WHAT IS REQUIRED — How do the records below read from their first line through the line containing "315L511 321L513 320L516"? Write those lines out exactly.

Segmentation mask data:
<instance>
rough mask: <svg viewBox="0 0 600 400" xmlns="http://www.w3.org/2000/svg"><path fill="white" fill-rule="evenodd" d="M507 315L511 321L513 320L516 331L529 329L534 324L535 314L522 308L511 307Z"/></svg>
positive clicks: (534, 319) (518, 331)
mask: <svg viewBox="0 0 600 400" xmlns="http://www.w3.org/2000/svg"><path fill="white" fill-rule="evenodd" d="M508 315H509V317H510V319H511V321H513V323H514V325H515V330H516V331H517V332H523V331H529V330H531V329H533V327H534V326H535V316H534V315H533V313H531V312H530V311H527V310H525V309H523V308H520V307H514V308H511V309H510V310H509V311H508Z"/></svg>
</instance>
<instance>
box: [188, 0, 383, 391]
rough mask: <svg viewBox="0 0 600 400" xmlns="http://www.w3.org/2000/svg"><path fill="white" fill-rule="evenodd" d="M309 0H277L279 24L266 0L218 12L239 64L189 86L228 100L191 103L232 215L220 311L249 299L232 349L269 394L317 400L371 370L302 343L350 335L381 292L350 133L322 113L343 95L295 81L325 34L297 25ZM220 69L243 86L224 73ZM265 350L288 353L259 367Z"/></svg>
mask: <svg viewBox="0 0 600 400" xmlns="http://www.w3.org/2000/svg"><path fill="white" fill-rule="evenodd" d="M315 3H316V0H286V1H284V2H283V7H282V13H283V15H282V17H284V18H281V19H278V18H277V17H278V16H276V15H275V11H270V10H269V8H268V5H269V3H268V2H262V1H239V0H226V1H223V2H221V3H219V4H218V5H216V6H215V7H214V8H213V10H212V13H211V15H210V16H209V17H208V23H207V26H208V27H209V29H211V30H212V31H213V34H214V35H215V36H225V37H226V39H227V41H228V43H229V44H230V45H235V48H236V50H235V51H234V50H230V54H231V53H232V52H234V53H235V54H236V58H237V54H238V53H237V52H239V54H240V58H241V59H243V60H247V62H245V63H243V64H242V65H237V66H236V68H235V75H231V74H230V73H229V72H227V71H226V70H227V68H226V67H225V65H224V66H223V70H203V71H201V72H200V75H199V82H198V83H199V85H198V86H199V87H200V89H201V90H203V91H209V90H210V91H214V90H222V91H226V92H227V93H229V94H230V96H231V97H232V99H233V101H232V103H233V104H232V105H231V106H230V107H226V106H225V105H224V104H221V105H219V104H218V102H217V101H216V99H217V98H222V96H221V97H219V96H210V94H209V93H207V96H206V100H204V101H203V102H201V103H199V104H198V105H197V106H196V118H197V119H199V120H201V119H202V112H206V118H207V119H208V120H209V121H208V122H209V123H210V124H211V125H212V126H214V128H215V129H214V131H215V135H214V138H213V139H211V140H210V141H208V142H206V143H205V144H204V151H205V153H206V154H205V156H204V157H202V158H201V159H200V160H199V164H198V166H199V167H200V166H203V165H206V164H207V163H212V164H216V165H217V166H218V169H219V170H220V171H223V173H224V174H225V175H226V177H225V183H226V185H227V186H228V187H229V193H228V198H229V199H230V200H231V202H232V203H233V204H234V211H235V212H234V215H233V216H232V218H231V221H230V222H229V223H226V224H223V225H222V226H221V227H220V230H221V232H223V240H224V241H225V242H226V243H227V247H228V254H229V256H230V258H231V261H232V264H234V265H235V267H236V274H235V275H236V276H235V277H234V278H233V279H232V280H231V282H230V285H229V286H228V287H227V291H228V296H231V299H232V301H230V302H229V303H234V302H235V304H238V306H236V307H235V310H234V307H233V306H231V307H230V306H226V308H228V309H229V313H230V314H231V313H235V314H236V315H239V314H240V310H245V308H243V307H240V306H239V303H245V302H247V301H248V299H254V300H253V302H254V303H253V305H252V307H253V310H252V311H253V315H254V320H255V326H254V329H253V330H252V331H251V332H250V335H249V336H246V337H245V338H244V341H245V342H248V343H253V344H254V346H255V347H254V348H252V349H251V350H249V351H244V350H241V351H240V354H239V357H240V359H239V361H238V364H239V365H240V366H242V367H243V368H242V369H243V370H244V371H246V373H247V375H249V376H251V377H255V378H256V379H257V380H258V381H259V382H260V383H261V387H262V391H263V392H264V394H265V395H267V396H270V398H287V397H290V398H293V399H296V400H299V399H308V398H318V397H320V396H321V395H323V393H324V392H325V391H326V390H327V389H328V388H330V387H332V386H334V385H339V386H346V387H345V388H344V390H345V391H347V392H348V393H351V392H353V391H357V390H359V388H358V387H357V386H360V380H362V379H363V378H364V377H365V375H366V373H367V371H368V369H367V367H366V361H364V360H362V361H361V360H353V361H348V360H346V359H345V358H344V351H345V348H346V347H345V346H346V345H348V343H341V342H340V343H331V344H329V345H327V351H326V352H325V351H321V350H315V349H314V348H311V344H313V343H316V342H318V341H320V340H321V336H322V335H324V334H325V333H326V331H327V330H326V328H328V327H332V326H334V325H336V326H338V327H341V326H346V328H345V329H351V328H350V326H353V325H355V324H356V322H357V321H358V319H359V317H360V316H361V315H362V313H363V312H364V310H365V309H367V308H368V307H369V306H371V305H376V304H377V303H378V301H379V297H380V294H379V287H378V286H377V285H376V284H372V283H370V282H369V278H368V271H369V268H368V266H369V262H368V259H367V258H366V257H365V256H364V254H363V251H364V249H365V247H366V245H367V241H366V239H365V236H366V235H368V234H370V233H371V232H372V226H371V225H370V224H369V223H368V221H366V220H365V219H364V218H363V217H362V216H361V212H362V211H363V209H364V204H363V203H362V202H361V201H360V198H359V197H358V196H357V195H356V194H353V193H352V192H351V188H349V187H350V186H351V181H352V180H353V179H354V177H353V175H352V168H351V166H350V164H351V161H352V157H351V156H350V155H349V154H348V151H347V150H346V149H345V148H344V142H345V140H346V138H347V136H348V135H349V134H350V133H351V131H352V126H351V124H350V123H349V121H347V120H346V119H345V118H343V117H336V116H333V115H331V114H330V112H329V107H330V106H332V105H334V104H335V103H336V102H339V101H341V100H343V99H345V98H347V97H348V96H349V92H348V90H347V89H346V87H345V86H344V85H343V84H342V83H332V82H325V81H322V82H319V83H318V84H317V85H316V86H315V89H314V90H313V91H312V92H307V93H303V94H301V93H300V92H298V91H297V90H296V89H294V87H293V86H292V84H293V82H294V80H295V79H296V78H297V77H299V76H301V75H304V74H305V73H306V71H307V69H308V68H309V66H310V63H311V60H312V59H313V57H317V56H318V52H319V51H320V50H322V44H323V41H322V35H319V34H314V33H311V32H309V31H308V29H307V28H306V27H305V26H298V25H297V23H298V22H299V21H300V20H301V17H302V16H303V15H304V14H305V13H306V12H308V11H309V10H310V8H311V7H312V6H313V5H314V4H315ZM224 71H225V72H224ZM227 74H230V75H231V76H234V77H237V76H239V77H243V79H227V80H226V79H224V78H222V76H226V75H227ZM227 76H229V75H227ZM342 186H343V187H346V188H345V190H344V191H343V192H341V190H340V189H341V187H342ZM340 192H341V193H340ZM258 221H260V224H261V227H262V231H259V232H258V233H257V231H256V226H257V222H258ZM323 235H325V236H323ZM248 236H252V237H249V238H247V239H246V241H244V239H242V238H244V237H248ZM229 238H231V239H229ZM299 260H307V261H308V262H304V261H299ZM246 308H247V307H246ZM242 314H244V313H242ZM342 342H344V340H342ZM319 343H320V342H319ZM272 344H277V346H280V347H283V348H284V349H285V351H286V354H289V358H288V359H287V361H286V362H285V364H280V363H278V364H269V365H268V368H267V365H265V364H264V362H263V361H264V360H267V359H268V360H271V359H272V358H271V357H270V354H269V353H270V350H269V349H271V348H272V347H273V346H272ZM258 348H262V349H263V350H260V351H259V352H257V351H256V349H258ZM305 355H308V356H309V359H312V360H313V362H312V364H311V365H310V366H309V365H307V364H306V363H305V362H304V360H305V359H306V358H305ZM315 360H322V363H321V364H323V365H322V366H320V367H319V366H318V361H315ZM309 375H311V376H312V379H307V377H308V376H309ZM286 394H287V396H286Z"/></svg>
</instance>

ANSWER TO THE PROBLEM —
<instance>
rough mask: <svg viewBox="0 0 600 400" xmlns="http://www.w3.org/2000/svg"><path fill="white" fill-rule="evenodd" d="M507 315L511 321L513 320L516 331L529 329L534 324L535 314L522 308L511 307Z"/></svg>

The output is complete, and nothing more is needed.